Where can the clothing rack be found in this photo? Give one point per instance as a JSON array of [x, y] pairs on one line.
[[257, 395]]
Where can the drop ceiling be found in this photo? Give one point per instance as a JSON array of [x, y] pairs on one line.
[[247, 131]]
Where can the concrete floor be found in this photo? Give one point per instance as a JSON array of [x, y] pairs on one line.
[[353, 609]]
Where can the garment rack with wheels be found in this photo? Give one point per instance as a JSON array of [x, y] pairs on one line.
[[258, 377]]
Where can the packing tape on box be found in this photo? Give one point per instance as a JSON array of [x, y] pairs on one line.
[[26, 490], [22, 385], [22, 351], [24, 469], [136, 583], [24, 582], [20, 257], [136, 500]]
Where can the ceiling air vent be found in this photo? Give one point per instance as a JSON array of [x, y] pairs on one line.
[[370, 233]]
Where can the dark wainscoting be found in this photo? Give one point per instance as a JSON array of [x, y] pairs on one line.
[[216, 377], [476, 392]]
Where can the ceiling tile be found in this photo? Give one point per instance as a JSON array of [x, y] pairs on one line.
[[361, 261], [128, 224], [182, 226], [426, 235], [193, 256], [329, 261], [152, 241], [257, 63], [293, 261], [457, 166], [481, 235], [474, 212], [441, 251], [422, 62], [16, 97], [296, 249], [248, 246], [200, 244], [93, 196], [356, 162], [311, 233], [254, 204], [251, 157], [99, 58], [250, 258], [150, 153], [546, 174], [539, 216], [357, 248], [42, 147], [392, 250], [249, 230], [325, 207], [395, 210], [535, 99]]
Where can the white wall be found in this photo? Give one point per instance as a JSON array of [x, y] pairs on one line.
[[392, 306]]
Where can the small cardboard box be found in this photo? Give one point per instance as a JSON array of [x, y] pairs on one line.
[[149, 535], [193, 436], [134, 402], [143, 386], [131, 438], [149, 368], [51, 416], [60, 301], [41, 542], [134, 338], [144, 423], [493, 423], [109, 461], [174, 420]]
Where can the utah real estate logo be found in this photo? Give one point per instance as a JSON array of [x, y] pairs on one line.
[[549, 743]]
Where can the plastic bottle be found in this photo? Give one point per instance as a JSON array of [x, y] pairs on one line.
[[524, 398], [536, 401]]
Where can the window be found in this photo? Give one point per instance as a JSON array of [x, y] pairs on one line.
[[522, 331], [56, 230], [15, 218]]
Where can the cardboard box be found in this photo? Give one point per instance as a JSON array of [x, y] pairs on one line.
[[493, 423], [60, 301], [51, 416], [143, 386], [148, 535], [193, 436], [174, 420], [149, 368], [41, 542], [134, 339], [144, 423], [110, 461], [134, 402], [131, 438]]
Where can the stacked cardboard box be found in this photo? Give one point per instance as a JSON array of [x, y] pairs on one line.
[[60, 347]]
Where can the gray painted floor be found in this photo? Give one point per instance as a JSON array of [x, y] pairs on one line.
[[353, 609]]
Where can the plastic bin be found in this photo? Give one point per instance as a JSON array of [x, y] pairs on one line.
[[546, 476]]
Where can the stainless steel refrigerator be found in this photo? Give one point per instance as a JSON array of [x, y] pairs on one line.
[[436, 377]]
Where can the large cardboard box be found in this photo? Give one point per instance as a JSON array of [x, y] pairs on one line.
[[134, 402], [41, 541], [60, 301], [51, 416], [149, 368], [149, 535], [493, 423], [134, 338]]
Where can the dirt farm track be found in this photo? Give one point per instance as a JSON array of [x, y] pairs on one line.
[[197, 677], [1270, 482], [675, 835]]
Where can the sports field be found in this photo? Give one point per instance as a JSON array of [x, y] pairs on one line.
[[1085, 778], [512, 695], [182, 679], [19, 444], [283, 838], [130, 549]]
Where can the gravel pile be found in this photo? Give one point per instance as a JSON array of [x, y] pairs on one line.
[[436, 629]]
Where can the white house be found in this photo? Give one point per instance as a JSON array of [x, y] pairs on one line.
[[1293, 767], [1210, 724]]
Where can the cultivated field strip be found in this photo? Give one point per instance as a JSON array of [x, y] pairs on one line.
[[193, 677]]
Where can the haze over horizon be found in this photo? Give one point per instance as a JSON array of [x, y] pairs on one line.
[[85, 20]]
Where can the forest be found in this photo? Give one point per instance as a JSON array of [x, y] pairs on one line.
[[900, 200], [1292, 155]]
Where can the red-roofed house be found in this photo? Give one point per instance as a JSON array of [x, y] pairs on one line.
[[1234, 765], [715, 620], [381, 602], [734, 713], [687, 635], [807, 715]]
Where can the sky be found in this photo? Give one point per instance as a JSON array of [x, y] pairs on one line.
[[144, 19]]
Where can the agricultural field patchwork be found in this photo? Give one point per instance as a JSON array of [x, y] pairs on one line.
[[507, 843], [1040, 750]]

◇ ◇ ◇ ◇

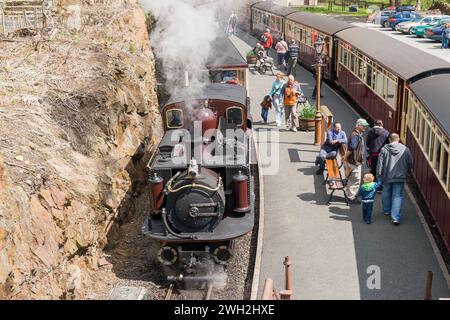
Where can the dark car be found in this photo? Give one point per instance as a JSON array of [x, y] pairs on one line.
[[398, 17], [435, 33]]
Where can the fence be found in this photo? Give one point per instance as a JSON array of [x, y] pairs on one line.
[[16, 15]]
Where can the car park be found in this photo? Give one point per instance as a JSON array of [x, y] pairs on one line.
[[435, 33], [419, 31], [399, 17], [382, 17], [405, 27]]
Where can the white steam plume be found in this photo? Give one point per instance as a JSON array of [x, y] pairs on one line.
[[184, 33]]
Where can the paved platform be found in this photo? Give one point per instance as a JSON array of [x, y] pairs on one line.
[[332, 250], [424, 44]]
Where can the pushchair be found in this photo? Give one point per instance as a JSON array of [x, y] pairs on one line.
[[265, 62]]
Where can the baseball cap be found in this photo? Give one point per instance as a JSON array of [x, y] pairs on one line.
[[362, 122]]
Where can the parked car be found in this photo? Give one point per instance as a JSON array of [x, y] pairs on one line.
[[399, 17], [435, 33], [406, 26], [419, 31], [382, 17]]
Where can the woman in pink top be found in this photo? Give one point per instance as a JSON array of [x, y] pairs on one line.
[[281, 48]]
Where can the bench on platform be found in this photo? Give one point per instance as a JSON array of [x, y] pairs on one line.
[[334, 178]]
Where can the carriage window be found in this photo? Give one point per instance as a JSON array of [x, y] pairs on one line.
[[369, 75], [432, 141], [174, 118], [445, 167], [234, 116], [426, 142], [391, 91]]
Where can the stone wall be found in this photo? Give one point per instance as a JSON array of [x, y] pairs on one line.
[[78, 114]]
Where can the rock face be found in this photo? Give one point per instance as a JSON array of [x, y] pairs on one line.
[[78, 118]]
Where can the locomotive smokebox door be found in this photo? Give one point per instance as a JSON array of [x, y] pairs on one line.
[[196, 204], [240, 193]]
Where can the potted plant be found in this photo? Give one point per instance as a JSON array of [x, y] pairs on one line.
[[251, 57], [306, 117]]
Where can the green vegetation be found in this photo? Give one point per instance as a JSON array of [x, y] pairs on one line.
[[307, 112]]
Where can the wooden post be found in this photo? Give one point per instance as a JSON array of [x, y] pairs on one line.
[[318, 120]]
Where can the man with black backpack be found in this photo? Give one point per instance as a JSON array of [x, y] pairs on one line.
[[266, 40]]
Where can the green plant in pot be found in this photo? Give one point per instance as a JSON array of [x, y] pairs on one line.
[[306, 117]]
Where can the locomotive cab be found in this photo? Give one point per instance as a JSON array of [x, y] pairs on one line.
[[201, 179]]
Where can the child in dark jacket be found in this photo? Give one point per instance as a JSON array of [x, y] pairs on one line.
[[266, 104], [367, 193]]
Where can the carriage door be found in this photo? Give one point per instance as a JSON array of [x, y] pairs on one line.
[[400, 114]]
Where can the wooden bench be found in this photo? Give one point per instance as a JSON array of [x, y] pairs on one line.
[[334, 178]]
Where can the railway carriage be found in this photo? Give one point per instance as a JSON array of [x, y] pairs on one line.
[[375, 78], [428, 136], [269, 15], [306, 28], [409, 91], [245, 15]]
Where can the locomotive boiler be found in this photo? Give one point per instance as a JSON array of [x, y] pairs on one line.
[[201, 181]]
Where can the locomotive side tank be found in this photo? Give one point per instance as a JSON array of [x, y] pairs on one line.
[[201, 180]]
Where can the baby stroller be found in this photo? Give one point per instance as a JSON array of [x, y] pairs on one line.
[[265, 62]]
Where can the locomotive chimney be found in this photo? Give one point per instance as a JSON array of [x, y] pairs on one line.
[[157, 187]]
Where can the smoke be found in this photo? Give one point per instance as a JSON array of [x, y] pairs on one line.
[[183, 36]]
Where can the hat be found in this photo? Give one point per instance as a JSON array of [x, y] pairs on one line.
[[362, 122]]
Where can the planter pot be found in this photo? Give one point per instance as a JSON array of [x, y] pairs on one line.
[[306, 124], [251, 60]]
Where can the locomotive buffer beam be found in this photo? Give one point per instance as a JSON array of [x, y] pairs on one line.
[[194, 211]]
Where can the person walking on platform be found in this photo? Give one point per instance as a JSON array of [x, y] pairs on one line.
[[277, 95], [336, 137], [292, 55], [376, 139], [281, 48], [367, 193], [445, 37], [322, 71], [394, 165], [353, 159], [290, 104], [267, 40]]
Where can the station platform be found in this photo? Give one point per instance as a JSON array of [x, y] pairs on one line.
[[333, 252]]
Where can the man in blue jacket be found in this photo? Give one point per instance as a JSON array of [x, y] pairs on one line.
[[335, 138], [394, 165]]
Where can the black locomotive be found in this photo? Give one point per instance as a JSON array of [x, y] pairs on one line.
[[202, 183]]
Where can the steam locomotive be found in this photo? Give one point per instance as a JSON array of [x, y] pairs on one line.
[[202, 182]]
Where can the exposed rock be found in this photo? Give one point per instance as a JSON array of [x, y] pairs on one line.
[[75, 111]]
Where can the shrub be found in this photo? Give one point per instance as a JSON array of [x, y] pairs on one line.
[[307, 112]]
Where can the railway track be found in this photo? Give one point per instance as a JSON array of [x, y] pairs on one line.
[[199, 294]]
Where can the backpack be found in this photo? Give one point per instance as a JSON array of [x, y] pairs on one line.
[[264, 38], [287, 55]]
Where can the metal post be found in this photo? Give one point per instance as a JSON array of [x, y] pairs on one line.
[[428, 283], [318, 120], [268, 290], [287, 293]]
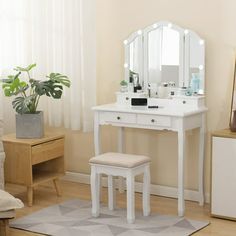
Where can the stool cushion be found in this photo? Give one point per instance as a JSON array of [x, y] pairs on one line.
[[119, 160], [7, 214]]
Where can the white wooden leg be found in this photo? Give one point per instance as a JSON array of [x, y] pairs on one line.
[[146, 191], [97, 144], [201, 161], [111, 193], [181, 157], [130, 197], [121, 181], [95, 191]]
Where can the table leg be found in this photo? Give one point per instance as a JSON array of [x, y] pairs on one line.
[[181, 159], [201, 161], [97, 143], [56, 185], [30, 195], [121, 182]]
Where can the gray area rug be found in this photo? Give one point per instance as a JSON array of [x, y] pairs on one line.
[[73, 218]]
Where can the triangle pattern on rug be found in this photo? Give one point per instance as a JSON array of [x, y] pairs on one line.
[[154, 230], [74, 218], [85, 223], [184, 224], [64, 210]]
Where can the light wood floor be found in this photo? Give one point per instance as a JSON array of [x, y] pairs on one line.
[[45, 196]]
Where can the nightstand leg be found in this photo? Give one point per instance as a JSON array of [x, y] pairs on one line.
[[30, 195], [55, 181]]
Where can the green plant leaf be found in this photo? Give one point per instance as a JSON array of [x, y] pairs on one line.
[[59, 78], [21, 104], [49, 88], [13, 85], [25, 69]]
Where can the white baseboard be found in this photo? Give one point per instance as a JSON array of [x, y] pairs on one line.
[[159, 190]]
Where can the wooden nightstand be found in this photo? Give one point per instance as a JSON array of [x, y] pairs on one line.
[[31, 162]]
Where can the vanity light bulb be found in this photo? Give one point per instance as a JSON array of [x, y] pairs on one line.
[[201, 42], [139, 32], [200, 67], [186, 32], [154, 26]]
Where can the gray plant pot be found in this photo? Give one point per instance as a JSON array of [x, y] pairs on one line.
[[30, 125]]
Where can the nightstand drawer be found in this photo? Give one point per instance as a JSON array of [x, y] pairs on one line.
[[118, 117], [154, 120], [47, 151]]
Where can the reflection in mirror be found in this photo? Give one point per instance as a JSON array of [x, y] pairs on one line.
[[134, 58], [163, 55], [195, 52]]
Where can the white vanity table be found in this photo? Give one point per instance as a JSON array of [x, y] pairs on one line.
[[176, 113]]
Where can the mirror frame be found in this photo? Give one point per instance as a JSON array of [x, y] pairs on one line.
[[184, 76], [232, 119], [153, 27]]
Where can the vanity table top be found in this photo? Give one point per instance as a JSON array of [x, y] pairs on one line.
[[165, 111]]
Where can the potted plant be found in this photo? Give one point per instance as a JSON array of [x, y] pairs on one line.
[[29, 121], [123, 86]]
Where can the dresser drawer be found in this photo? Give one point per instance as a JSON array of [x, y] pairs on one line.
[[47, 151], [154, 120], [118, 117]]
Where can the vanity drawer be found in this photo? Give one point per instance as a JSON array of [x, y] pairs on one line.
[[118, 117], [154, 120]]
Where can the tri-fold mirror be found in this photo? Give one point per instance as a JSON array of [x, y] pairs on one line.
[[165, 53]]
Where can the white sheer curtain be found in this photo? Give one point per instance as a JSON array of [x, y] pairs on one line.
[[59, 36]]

◇ ◇ ◇ ◇

Rewrite the items from the line with "Where can the gray painted" up to and including the line with "[[144, 19]]" as a Markdown table, skipping blank lines. Use the columns Row (a running number) and Text (the line itself).

▶ Answer to this exercise
| Row | Text |
|---|---|
| 1 | Where can the gray painted floor be found in this photo? Give one point per instance as a JSON array of [x, y] pairs on one line. |
| 2 | [[353, 609]] |
| 3 | Where can the plastic bin be found in this photo? Give one point per instance as a JSON array of [x, y] pairs on one line. |
| 4 | [[546, 476]] |
| 5 | Where can the stainless steel refrigerator be found in this photo? Give one point per instance as a JSON array of [x, y] pairs on one line. |
| 6 | [[436, 377]] |
| 7 | Where can the large cardboard box be found in this photo? Give one point per instance as a JSON array of [x, y] pairs on one line. |
| 8 | [[134, 402], [41, 541], [60, 301], [51, 416], [149, 368], [149, 535], [493, 423], [134, 338]] |
| 9 | Where can the dirt farm track be found in this photo? Give one point per instance as a JSON array of [x, y] pairs on one line. |
| 10 | [[197, 677], [1270, 482], [675, 835]] |
| 11 | Where can the sports field be found in this photo? Give one point per instance as a JSON array of [x, y] pairs on one line. |
| 12 | [[1085, 778], [512, 695], [182, 679], [19, 444], [283, 838], [130, 549]] |
| 13 | Where can the gravel pile be found in this photo? Give one point per instance as a JSON array of [x, y] pairs on one line. |
| 14 | [[436, 629]] |
| 15 | Where can the white house be found in this photo? Give one point per instance as a JSON array of [x, y] pairs on one line. |
| 16 | [[1293, 767], [1210, 724]] |
| 17 | Where can the cultivated field strip be found in this photo? Give one point per instance as a JSON array of [x, y] pairs on one line. |
| 18 | [[193, 677]] |
| 19 | Where can the haze over horizon be found in this photo? Give one point per instance as a JSON array of [x, y] pairs on one line. |
| 20 | [[85, 20]] |
| 21 | Where can the forest be found in this photo? Give one point per instance as a JSON array of [x, y] pairs on one line. |
| 22 | [[900, 200], [1292, 155]] |
| 23 | Where can the red-roofed house be found in this photo? Give one point per instance as a JSON array of [x, y] pairs on one line. |
| 24 | [[1234, 765], [715, 620], [381, 602], [734, 713], [687, 635], [807, 715]] |
| 25 | Where can the sky be found in this photo? Give one point per instance as a JSON array of [x, y] pairs on one line. |
| 26 | [[144, 19]] |